Stored records:
BEGIN
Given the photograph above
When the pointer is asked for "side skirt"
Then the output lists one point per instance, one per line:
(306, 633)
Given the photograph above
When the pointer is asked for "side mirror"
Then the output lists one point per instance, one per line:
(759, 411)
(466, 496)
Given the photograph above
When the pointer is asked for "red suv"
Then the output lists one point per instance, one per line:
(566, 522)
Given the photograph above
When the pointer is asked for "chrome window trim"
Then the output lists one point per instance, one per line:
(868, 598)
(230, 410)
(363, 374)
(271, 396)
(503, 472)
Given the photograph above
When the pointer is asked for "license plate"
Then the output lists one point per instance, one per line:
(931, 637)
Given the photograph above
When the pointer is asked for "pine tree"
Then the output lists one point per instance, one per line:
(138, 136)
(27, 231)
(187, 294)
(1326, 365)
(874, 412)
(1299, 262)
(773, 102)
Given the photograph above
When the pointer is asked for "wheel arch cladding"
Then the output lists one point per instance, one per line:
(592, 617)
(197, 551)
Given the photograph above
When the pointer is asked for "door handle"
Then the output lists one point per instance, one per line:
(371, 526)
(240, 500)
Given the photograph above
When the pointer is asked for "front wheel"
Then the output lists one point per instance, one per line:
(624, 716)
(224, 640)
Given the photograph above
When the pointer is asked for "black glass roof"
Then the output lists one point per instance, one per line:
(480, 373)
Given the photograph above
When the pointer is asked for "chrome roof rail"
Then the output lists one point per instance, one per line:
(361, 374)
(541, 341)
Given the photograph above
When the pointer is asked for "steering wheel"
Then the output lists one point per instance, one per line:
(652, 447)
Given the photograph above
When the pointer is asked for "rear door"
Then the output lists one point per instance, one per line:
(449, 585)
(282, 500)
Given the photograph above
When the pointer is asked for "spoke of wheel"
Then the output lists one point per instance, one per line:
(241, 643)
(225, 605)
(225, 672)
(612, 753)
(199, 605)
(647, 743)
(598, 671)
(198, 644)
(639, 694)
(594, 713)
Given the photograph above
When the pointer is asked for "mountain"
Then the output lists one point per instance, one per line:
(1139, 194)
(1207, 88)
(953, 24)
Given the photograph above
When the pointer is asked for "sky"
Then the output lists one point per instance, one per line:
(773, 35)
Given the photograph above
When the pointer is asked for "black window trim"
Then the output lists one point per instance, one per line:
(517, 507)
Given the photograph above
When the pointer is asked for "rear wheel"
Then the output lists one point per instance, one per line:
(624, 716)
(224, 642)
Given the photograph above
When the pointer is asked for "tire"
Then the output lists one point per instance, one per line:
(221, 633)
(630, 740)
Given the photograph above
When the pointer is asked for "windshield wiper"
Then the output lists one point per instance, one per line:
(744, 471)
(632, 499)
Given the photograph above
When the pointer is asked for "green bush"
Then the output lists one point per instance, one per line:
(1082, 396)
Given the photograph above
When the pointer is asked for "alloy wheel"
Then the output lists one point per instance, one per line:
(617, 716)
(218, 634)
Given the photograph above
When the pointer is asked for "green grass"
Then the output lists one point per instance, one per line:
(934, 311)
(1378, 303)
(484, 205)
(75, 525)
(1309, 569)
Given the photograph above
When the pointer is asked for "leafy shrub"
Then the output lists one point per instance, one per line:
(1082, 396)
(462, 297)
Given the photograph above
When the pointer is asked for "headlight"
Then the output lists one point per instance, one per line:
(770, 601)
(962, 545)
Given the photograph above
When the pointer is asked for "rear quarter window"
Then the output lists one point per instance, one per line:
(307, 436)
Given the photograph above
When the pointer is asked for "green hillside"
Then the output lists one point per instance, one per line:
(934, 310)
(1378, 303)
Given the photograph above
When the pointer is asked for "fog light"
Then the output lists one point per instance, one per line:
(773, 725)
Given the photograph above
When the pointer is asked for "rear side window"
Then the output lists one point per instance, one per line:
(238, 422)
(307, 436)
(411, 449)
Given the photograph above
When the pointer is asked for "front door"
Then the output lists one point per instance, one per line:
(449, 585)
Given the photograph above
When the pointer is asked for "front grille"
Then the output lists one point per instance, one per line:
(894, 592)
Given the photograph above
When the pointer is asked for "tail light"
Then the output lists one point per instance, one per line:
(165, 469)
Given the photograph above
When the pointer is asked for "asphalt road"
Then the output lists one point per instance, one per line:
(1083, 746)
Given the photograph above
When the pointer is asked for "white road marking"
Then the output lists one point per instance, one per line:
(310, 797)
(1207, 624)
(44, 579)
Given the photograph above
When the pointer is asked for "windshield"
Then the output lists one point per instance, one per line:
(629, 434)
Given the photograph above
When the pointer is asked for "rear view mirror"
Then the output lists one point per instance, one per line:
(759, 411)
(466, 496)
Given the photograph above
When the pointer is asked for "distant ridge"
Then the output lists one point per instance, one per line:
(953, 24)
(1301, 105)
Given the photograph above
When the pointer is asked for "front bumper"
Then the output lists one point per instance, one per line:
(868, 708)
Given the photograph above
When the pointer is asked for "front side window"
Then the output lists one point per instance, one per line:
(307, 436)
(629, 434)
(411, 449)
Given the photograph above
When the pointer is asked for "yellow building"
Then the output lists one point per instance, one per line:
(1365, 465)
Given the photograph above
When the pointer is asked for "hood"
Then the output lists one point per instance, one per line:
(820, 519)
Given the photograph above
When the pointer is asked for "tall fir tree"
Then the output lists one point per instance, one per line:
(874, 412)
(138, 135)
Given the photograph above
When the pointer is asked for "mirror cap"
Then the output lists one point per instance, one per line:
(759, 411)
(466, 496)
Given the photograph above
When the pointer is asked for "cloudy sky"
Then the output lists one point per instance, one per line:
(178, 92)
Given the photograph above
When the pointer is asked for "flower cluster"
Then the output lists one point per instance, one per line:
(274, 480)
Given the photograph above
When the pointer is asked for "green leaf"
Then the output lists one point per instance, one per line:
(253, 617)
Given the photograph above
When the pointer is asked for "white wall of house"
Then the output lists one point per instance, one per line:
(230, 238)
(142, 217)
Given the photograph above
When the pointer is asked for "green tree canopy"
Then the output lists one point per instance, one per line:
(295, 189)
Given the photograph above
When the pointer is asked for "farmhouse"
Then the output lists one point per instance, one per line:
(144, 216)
END
● **Exercise instructions**
Each line that contains the string "window" should be copied from the data above.

● **Result of this exercise**
When the pointer is asked for "chrome window trim"
When the pointer is asked for "black window trim"
When the pointer is asked for "rear quarter window"
When the pointer is asked for "rear side window"
When the pointer is asked for "front side window"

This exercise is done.